-- Your goal --
Please show every line below that contains the word "forehead".

-- Records for this task --
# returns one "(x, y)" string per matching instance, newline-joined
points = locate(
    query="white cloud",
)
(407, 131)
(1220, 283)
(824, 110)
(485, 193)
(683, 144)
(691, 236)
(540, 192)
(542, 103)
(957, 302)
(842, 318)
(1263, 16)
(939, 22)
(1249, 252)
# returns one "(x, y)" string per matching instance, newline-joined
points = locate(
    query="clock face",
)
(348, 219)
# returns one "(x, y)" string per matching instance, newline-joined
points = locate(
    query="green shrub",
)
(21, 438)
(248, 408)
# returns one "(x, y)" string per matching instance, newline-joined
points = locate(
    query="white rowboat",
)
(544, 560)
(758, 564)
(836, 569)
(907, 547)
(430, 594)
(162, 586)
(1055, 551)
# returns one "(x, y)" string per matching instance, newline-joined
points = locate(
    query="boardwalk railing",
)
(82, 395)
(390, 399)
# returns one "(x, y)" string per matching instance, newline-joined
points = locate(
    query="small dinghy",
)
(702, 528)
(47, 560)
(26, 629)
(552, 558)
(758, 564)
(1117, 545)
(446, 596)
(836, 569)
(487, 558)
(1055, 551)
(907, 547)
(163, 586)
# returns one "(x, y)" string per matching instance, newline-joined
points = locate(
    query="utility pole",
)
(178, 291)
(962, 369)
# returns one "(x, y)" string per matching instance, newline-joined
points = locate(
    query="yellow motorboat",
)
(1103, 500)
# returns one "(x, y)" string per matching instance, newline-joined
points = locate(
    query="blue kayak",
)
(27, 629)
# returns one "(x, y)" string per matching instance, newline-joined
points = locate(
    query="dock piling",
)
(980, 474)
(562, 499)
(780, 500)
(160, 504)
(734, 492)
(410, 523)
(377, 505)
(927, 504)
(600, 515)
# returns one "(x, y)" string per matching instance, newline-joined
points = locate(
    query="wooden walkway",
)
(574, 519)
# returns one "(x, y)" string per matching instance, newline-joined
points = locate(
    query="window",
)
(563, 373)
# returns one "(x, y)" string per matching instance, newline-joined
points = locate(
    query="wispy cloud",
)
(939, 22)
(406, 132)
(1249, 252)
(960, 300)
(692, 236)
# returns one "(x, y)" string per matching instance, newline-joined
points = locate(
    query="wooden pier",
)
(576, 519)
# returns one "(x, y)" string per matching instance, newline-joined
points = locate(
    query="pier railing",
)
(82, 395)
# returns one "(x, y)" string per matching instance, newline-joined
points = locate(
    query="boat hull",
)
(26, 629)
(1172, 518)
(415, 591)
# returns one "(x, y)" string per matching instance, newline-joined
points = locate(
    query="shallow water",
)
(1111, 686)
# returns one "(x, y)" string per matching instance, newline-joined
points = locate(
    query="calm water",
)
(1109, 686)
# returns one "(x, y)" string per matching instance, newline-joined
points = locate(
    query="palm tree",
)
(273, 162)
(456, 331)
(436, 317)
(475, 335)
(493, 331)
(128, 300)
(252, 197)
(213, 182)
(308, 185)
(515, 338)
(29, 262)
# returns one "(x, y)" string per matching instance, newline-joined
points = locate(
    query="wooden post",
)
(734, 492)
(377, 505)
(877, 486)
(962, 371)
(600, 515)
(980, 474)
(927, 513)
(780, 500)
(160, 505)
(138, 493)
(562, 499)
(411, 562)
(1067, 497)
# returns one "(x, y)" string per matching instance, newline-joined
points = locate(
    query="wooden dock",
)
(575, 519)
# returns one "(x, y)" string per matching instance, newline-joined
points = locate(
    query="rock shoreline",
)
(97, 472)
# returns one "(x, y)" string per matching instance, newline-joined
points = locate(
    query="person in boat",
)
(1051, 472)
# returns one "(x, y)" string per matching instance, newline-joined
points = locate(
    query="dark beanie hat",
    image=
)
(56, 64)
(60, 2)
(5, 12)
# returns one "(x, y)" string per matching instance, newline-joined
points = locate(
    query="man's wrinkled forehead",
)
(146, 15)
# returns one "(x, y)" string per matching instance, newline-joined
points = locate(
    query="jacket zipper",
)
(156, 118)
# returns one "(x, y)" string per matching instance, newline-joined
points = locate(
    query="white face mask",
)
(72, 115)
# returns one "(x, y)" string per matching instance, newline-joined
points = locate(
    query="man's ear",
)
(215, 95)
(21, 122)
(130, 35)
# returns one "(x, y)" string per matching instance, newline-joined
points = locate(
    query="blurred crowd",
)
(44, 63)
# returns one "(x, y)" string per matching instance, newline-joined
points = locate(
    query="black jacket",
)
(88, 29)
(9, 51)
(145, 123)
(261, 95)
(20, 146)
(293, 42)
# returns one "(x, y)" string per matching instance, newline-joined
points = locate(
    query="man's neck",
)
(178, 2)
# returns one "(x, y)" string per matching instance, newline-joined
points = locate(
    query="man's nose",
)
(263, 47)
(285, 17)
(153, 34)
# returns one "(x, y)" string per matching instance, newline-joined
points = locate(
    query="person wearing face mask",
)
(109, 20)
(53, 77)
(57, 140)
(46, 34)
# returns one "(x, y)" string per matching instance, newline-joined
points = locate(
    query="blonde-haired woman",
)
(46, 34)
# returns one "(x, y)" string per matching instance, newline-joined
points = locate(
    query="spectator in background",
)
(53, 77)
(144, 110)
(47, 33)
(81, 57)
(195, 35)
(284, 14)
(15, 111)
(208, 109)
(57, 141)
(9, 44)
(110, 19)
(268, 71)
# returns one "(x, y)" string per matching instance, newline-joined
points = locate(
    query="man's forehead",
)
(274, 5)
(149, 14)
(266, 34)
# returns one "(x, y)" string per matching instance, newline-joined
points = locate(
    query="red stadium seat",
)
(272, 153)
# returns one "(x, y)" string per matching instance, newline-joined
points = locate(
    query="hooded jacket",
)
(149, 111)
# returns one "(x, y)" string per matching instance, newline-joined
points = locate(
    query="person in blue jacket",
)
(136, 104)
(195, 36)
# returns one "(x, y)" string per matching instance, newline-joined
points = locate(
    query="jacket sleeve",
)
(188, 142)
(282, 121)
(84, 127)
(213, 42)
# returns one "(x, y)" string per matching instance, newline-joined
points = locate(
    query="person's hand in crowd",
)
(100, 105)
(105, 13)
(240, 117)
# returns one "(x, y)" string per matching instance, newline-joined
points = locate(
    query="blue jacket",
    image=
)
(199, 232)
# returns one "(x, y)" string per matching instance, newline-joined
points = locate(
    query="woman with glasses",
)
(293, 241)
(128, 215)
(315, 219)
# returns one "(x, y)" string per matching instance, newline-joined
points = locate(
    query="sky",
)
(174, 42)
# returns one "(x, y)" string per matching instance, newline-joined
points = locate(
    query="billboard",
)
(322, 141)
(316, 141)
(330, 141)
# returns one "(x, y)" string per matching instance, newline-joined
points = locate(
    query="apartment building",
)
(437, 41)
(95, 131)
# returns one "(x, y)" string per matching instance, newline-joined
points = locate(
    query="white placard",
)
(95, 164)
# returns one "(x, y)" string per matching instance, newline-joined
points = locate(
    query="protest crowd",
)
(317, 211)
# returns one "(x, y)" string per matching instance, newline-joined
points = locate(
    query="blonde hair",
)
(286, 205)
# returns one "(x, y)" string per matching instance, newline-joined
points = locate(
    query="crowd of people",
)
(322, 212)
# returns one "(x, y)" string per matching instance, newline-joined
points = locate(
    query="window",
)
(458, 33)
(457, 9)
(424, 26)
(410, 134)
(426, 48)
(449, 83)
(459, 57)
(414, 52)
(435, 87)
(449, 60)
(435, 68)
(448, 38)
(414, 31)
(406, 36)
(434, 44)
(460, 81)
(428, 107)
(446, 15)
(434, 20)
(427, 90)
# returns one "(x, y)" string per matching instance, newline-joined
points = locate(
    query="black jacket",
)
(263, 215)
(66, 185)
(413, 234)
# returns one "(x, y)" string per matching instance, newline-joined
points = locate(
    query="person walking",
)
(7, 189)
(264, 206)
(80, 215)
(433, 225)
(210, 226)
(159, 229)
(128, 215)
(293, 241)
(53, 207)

-- Solution for this problem --
    query="man's wrinkled forehead",
    query="man's forehead",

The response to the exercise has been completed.